[SET TASK]
Starting at the line that contains "find brown branch", copy each line through the end of the listing below. Include both ends and output nothing more.

[Data records]

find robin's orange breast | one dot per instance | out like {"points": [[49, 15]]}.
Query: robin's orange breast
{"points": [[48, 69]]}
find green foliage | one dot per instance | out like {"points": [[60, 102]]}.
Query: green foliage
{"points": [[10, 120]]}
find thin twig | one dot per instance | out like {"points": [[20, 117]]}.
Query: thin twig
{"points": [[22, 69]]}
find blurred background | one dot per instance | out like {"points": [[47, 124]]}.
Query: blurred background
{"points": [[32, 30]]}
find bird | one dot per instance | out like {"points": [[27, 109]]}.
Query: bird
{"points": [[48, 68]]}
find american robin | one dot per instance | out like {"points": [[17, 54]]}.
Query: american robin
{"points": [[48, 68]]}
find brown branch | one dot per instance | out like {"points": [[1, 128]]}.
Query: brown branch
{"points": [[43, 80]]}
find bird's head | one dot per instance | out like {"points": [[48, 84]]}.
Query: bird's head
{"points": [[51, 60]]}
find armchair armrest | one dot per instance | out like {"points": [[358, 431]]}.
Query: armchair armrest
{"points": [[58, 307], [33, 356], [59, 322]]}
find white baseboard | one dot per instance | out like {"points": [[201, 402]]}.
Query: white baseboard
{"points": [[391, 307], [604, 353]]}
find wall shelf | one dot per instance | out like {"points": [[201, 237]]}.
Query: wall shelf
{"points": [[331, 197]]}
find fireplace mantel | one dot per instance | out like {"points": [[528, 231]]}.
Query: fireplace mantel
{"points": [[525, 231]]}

[ANSWER TO THIS EXERCISE]
find brown branch | one dot per instance | out like {"points": [[1, 128]]}.
Query: brown branch
{"points": [[43, 80]]}
find bird's head | one dot per instance | out like {"points": [[48, 84]]}.
Query: bird's head
{"points": [[51, 60]]}
find armchair armrest | one dot per instance | out like {"points": [[358, 431]]}.
Query: armchair armrest
{"points": [[58, 307], [33, 356], [59, 322]]}
find white baseboard | one dot per instance | out like {"points": [[201, 402]]}.
Query: white baseboard
{"points": [[391, 307], [604, 353]]}
find wall shelf | one dot per instance | out like {"points": [[201, 237]]}.
Query: wall shelf
{"points": [[331, 197]]}
find fireplace mantel | one dot per instance | out like {"points": [[528, 231]]}.
Query: fireplace mantel
{"points": [[525, 231]]}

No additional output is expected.